### Retirement Income Modeling Risks

**February 5, 2015** - Big Ideas

How much can the (in)accuracy of retirement portfolio modeling assumptions affect conclusions about the safety of retirement income? In their December 2014 paper entitled “How Risky is Your Retirement Income Risk Model?”, Patrick Collins, Huy Lam and Josh Stampfli examine potential weaknesses in the following retirement income modeling approaches:

- Theoretically grounded formulas – often complex with rigid assumptions.
- Historical backtesting – the future will be like the past, requiring long samples.
- Bootstrapping (reshuffled historical returns) – provides alternate histories but does not preserve return time series characteristics (such as serial correlation), and requires long samples.
- Monte Carlo simulation with normal return distributions – sensitive to changes in assumed return statistics and often does not preserve empirical return time series characteristics.
- Monte Carlo simulation with non-normal return distributions – complex and often does not preserve empirical return time series characteristics.
- Vector autoregression – better reflects empirical time series characteristics and can incorporate predictive variables, but requires estimation of regression coefficients and is difficult to implement.

** EXERCISE A **
In the article on retirement income modeling risks, who are the authors of the December 2014 paper?
** EXERCISE B **
Repeat the portion of the article on retirement income modeling risks starting with "### Retirement Income" and going on through "requires long samples.".

[Pointing and labeling entries]
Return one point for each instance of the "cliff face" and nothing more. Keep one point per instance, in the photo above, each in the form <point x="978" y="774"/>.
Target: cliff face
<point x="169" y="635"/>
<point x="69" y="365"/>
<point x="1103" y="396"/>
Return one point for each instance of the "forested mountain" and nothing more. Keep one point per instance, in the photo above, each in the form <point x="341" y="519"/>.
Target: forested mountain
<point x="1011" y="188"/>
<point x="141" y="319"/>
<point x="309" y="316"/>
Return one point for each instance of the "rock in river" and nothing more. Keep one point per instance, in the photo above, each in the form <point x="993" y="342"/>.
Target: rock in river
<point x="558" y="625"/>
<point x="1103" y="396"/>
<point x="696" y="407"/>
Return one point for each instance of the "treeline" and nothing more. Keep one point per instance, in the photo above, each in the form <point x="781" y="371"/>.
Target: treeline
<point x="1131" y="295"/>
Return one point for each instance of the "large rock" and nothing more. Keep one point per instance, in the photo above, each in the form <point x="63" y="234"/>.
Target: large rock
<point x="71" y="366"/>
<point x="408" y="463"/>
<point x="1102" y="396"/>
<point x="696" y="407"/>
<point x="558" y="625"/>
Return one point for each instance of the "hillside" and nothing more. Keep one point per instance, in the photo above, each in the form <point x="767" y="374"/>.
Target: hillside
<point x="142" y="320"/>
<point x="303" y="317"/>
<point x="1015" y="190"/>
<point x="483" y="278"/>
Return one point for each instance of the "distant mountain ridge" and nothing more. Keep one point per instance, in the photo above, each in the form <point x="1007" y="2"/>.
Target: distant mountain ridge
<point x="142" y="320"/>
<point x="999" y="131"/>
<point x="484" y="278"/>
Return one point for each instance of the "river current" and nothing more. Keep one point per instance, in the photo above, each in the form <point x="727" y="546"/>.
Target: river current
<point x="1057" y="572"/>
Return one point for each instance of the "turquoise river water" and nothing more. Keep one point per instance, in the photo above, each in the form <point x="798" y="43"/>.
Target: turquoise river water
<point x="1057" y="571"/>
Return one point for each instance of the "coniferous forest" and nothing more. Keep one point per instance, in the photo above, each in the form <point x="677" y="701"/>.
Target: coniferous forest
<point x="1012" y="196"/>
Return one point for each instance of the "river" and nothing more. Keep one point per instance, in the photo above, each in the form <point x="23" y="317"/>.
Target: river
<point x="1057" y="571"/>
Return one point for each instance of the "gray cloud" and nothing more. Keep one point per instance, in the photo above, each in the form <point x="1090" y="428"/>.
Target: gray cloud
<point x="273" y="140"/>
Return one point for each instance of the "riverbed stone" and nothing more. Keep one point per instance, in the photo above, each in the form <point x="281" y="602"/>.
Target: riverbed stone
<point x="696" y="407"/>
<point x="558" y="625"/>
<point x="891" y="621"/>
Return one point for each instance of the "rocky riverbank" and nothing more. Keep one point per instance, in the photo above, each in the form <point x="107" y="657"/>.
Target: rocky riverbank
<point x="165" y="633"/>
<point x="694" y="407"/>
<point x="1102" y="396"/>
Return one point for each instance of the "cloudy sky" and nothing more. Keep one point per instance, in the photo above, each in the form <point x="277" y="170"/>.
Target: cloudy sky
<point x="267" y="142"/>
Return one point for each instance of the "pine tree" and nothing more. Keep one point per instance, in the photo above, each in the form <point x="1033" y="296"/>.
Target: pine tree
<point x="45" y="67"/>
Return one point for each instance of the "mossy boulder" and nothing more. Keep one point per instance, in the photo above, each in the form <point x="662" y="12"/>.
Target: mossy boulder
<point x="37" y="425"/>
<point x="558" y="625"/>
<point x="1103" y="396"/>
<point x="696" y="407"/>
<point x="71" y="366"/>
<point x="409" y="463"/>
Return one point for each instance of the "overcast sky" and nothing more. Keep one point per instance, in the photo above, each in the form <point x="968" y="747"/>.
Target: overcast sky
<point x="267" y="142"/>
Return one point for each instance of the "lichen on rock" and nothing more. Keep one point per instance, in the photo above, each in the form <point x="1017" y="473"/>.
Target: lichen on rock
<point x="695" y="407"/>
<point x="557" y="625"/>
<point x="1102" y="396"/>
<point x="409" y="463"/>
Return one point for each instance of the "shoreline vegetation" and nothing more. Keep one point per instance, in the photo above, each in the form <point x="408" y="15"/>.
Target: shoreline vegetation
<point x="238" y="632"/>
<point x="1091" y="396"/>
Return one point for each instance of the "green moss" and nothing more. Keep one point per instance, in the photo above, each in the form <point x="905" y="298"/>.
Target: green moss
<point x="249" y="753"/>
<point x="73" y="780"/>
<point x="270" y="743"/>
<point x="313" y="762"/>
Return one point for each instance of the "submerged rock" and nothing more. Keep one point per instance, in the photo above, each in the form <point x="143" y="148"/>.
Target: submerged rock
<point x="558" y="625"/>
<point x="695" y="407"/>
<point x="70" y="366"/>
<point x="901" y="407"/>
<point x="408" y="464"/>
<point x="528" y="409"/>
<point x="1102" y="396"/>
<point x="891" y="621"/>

** WRITTEN SOLUTION A **
Patrick Collins, Huy Lam and Josh Stampfli.

** WRITTEN SOLUTION B **
### Retirement Income Modeling Risks

**February 5, 2015** - Big Ideas

How much can the (in)accuracy of retirement portfolio modeling assumptions affect conclusions about the safety of retirement income? In their December 2014 paper entitled “How Risky is Your Retirement Income Risk Model?”, Patrick Collins, Huy Lam and Josh Stampfli examine potential weaknesses in the following retirement income modeling approaches:

- Theoretically grounded formulas – often complex with rigid assumptions.
- Historical backtesting – the future will be like the past, requiring long samples.
- Bootstrapping (reshuffled historical returns) – provides alternate histories but does not preserve return time series characteristics (such as serial correlation), and requires long samples.